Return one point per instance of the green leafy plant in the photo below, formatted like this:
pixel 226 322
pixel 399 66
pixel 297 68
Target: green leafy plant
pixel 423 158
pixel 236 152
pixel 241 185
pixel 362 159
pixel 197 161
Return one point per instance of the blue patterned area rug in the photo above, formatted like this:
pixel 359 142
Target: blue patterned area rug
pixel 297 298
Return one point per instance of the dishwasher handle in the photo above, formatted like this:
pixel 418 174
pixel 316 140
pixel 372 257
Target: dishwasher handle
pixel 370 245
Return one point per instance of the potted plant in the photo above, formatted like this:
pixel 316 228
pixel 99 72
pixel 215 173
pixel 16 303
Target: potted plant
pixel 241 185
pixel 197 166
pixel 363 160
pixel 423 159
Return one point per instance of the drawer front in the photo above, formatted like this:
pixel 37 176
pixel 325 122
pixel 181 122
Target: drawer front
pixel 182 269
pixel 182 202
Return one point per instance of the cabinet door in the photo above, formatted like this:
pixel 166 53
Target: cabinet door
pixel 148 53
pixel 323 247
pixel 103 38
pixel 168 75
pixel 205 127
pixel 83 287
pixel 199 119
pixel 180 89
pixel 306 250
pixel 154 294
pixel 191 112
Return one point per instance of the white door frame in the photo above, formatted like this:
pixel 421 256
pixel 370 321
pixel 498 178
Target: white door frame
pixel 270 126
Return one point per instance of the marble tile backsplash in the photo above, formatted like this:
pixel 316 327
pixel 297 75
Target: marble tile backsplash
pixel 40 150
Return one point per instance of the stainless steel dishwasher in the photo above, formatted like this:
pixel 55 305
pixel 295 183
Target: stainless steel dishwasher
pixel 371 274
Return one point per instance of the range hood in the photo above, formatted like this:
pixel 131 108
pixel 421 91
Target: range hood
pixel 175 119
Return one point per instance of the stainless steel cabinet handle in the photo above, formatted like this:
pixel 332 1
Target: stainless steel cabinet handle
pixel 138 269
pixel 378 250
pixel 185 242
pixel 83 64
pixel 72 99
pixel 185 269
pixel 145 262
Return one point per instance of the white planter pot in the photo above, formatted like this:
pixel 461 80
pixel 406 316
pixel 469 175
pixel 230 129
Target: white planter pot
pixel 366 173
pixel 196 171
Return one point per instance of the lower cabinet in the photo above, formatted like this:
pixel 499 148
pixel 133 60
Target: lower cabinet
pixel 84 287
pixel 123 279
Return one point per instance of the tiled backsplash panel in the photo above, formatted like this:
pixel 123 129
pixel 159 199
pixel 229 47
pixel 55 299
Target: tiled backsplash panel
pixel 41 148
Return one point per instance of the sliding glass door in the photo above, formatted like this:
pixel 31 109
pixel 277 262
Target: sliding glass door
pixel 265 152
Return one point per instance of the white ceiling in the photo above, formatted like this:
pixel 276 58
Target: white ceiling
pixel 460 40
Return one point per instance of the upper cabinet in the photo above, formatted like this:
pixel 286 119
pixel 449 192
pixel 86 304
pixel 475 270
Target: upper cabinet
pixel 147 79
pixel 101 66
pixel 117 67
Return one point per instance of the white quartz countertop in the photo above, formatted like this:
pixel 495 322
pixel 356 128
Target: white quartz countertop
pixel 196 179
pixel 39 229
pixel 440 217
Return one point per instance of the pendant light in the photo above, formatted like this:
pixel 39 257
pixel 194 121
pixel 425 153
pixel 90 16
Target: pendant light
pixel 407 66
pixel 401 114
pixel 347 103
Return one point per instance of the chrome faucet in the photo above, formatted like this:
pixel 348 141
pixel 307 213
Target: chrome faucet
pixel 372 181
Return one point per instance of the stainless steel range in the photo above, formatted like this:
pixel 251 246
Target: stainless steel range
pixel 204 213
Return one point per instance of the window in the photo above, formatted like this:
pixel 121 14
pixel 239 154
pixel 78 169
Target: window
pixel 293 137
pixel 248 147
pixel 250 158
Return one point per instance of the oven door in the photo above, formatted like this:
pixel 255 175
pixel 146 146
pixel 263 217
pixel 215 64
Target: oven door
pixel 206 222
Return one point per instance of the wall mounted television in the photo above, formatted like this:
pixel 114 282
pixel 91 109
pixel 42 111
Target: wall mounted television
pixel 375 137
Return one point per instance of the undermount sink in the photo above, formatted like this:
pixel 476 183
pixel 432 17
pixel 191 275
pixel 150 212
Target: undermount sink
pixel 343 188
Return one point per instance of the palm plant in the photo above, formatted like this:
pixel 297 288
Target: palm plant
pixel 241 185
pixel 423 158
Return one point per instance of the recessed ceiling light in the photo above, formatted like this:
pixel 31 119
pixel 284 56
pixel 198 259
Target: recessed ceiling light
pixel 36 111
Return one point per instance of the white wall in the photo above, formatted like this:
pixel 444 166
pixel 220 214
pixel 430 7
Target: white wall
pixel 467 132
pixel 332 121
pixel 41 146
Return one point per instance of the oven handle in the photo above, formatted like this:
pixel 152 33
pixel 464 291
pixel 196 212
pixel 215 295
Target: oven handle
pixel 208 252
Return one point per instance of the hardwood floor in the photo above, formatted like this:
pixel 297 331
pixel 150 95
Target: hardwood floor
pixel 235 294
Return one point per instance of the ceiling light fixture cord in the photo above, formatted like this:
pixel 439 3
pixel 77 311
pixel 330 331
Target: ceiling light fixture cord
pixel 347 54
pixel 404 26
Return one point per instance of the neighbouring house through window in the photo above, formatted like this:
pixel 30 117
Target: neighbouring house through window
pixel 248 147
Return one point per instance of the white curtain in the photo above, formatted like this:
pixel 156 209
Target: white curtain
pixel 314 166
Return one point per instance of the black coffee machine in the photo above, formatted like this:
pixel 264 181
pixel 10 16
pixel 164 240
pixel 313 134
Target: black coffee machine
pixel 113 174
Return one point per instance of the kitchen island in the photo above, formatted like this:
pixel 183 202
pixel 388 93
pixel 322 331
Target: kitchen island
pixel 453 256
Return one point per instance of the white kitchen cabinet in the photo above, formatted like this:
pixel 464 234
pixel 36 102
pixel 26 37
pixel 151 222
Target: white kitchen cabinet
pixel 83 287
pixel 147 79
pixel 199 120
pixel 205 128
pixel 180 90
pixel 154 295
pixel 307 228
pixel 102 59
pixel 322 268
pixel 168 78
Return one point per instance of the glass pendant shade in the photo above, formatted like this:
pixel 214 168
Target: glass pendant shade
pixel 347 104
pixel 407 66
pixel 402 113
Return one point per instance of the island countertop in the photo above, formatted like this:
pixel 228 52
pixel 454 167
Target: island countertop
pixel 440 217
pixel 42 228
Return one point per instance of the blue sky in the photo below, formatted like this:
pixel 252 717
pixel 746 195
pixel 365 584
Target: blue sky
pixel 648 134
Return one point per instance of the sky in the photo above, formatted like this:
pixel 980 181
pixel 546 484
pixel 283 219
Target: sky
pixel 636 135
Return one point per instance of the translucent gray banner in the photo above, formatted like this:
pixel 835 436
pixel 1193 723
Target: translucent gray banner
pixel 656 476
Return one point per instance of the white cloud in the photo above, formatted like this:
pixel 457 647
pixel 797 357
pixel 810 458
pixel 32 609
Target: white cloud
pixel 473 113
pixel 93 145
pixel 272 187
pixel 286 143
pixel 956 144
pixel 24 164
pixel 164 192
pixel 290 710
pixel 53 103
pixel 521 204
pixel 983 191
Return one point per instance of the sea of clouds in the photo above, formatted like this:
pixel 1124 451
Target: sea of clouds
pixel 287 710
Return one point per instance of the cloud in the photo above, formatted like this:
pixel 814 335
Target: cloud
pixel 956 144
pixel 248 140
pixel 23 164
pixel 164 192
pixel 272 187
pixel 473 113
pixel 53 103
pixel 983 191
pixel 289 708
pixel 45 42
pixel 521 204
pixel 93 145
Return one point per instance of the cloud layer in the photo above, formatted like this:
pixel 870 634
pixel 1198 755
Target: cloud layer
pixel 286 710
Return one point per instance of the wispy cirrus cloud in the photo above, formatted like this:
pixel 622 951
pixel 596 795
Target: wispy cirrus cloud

- _SHORT PROBLEM_:
In the records above, copy out word for word everything from the line containing "Return one point per instance of the white planter" down to the line containing "pixel 204 213", including both of those lines.

- _RIGHT ANSWER_:
Return one point per instance of the white planter pot in the photo above, formatted like this:
pixel 461 80
pixel 406 316
pixel 469 175
pixel 230 129
Target: white planter pot
pixel 366 173
pixel 196 171
Return one point per instance of the lower cabinet in the photo above, formatted like this:
pixel 499 148
pixel 133 60
Target: lower cabinet
pixel 84 287
pixel 123 279
Return one point per instance of the tiled backsplash panel in the photo above, formatted like this:
pixel 123 129
pixel 159 199
pixel 229 47
pixel 55 299
Target: tiled backsplash panel
pixel 41 148
Return one point per instance of the sliding glass door in the photo above, formatted like this:
pixel 31 109
pixel 277 262
Target: sliding glass door
pixel 265 152
Return one point per instance of the white ceiling in the photo above, formatted like this:
pixel 276 58
Target: white ceiling
pixel 460 40
Return one point per instance of the upper cabinet in the photo above, formatted like this:
pixel 286 119
pixel 449 192
pixel 86 304
pixel 475 270
Target: upper cabinet
pixel 147 79
pixel 101 66
pixel 117 67
Return one point per instance of the white quartz countertop in the photo above, formatted like this:
pixel 495 322
pixel 356 128
Target: white quartz countertop
pixel 196 179
pixel 39 229
pixel 440 217
Return one point per instance of the pendant light in the photo above, formatted like this:
pixel 39 257
pixel 194 121
pixel 425 153
pixel 90 16
Target: pendant light
pixel 407 66
pixel 401 114
pixel 347 103
Return one point per instance of the chrome faucet in the photo above, formatted like this:
pixel 348 141
pixel 307 213
Target: chrome faucet
pixel 372 181
Return one point per instance of the stainless steel range in the photo above, formatted like this:
pixel 251 246
Target: stainless steel range
pixel 204 213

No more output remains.